We are yet to realize that global intelligence agencies are facing serious problems in collecting preventable intelligence on the offensive plans of new Jihadi organizations.

To some extent they were successful in covering al-Qaeda when it was coordinating global terrorism since only one outfit and its affiliates had to be watched. However the problem became acute when al-Qaeda splintered and new outfits like Islamic State of Iraq and Syria (ISIS) appeared on the global scene spreading the message of “Do It Yourself Terrorism”.

Some American watchers had foreseen this trend even before 9/11. In 2000 former Rand consultant Bruce Berkowitz had said that Western intelligence bureaucracy which was able to satisfactorily predict Soviet moves during the Cold War, was finding it difficult to evaluate disparate terrorist organizations. It was easier to analyze the activities of a rival intelligence bureaucracy like the Soviet system which had predictable operating systems with only incremental changes. But they became helpless in facing terrorism which involved a variety of targets which were less hierarchically organized, widely dispersed and with no predictability.

In 2006 former Pentagon official James Kitfield said that vigilance had become difficult when global militancy got attracted to bin Laden’s message “like distant and seemingly disconnected light particles respond in unison to an unseen wave." Since then leading Western agencies had tried to reorient their methodologies. However it would appear that even in 2015 the situation is no better as is evident by three ghastly incidents on June 27 spread over three continents involving 65 deaths of unsuspecting innocents.

Simultaneously Western intelligence agencies suffered a serious drubbing from different quarters during the last decade. Instead of allowing them time for recalibrating their methodology and strengthening the system, what they were forced to do was fire-fighting to ward off combined attacks from two greatest “leakers” in history. Wikileaks editor Julian Assange and former National Security Agency (NSA) and CIA employee Edward Snowden broke all national laws on betrayal of secrets by leaking official papers by perching on high moral grounds of an “Open Government”. Thousands of man hours were spent by US Intelligence leaders in defending their intelligence collection methods before the Congressional Committees and in explaining to foreign leaders why they had to undertake intrusive intelligence operations in foreign territories, including “Friendly Foreign governments” like France, UK or Germany.

Provided records

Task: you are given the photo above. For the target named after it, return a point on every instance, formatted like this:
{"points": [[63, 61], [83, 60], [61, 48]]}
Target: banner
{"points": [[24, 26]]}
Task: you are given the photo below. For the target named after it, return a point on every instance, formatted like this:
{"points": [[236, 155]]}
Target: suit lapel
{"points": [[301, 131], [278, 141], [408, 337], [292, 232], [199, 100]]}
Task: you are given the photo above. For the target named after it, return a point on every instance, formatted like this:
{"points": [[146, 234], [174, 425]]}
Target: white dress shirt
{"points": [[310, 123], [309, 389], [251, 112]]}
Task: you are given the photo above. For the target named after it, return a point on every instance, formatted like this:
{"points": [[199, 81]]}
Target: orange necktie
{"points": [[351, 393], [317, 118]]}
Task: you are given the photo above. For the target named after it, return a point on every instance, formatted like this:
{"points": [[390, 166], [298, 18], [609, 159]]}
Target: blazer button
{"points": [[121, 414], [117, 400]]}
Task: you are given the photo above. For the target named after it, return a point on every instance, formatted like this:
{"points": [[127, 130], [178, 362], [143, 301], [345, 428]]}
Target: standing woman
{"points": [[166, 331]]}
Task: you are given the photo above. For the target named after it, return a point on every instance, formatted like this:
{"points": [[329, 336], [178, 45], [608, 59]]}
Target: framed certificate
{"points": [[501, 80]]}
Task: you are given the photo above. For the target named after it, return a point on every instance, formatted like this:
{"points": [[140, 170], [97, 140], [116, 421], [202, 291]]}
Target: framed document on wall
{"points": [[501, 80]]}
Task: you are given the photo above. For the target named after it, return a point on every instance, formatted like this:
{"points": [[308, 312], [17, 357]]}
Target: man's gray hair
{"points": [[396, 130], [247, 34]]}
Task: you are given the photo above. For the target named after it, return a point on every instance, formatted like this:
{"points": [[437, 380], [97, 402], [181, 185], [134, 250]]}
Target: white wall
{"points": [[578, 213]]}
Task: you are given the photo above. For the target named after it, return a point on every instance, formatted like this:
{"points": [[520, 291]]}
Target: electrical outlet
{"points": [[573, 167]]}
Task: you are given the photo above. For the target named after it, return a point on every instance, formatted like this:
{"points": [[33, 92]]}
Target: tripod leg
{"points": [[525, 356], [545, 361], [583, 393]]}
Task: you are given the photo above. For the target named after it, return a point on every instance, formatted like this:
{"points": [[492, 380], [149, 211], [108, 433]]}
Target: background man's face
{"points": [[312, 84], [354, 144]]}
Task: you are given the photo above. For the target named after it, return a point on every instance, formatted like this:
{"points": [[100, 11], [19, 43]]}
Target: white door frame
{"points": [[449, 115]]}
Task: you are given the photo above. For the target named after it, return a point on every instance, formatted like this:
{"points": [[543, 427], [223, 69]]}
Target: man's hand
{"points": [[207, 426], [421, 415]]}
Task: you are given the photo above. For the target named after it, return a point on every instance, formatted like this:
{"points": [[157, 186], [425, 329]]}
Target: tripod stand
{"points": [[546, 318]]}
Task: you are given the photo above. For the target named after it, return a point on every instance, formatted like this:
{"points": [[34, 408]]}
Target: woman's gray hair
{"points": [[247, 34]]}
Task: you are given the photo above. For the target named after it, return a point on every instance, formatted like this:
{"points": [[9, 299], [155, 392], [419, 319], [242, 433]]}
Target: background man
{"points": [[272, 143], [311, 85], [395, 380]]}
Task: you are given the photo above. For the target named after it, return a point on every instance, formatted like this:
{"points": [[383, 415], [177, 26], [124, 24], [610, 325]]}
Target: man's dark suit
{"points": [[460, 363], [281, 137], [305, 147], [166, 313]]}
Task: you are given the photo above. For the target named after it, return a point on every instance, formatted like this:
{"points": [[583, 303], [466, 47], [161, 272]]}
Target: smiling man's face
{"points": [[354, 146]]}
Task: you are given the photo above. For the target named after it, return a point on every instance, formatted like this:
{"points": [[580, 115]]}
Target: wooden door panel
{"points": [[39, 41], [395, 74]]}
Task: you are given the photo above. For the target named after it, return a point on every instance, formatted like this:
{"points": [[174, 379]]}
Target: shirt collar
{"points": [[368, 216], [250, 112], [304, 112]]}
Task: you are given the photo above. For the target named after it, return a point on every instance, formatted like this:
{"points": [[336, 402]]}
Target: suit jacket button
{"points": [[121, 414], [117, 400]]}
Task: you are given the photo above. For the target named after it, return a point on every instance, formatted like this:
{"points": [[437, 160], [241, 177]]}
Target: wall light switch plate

Written exercise 1
Pull out every line of the records that contains the word "hair".
Written exercise 2
Carry on the article on intelligence agencies and terrorism from the point where it stops.
The article on intelligence agencies and terrorism and the records are unrelated material.

Exercise response 1
Target: man's gray hair
Target: woman's gray hair

Exercise response 2
On December 21, 2014 Wikileaks published two secret CIA documents conveying instructions to their employees how to keep watch on extremist modules in airports. In the same month CIA’s secret plans of “Drone attacks” on Jihadi leaders were exposed. Millions of such operational instructions were leaked which have gone to the advantage of the extremists. Wikileaks’ logo is an hour glass. Its slogan is “We open governments”. One would like to ask “for whose benefit?” Do these exposures help democratic governments in any way who are charged with responsibility of protecting their citizens? Another by- product of these leaks is an unnecessary dip in the diplomatic relations between several countries. The much hyped Edward Snowden’s exposures have only resulted in ill feelings between global powers at a time when closer intelligence cooperation is necessary.

The irony in the sequence of events during the fourth week of June was not lost to observers. On June 24 France summoned Jane Hartley, US envoy to Paris, in the wake of “Wikileaks” report that US NSA had spied on President Francois Hollande and his two predecessors between 2006 and 2012. On June 26 French Justice Minister Christiane Taubira made an astonishing statement to BFM TV, a French news channel that she would not be surprised if France “allowed” Edward Snowden and Julian Assange to stay in France. Soon thereafter three worst terrorist attacks took place on June 27 in three distant places - Tunisia, France and Kuwait. A mass terror attack by ISIS on a British Armed Forces Day Parade in South East London on 27th was prevented by a whisker by a vigilant British journalist. The plot was to kill the bystanders and soldiers of the regiment of Lee Rigby who was brutally chopped to death by two British radicals at Woolwich on May 22, 2013.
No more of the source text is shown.